Selected extract –
Nodes at Kth level without duplicates in a Binary Tree

Given a binary tree with N nodes and an integer K, the task is to print nodes of the Kth level of a binary tree without duplicates.

Examples:

Input:       
          60             --- Level 0
         /  \
       50    30          --- Level 1
      /  \   /
    80   10 40           --- Level 2

K = 1
Output: 30 50

Input:
           50            --- Level 0
          /  \
        60    70         --- Level 1
       /  \   / \
     90   40 40  20      --- Level 2
K = 2
Output: 20 40 90

Approach: The idea is to traverse the Binary Tree using the Level Order Traversal with the help of queue and if the Level of the Traveral is K then store all the Nodes of that Level in a Set such that there are no duplicate nodes at that level.

Algorithm:



  • Intialize an Empty Queue to store the nodes at a level.
  • Enque the Root node of the Binary Tree in the queue.
  • Intialize the Level as 0, as the first level of the tree is supposed to be 0 here.
  • Intialize the flag as 0 to check Kth level is reached or not.
  • Iterate using a while loop untill the queue is not empty.
    1. Find the size of the queue and store in a variable size to visit only the nodes of a current level.
    2. Iterate with another while loop until the size variable is not 0
    3. Deque a node from the queue and Enque its Left and right childs in the Queue.

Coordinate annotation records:
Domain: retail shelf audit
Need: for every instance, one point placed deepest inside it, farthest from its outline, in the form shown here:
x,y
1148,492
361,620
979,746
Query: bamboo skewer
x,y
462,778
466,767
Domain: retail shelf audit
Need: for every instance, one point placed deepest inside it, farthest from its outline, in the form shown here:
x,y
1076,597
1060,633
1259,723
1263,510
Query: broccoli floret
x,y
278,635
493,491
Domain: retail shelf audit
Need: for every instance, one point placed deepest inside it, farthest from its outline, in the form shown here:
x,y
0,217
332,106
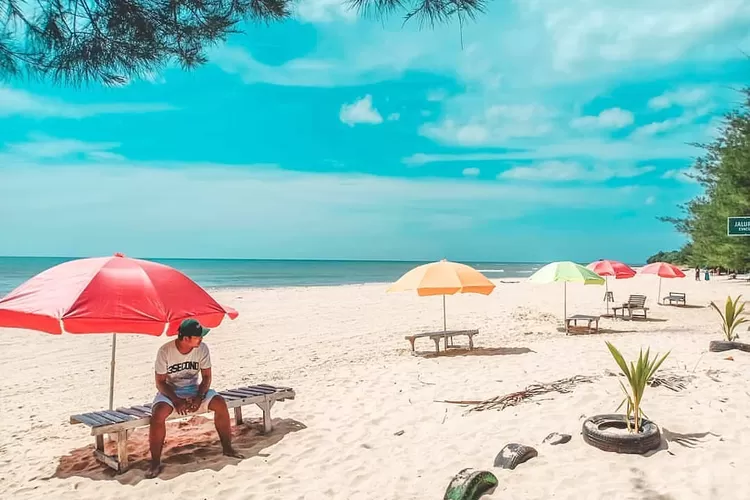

What this exercise asks –
**A)** List each distinct node value in the first example tree on the binary tree page.
**B)** Rename "retail shelf audit" to "store shelf check" throughout the records and write them out again with nothing else changed, omitting the pictures.

Task results –
**A)** 60, 50, 30, 80, 10, 40

**B)**
Domain: store shelf check
Need: for every instance, one point placed deepest inside it, farthest from its outline, in the form shown here:
x,y
1148,492
361,620
979,746
Query: bamboo skewer
x,y
462,778
466,767
Domain: store shelf check
Need: for every instance, one point placed deepest inside it, farthest from its outline, in the form shown here:
x,y
1076,597
1060,633
1259,723
1263,510
Query: broccoli floret
x,y
278,635
493,491
Domain: store shelf check
Need: for every instance, one point placed deepest inside it, farthest from its outline, in the form shown here:
x,y
0,217
332,106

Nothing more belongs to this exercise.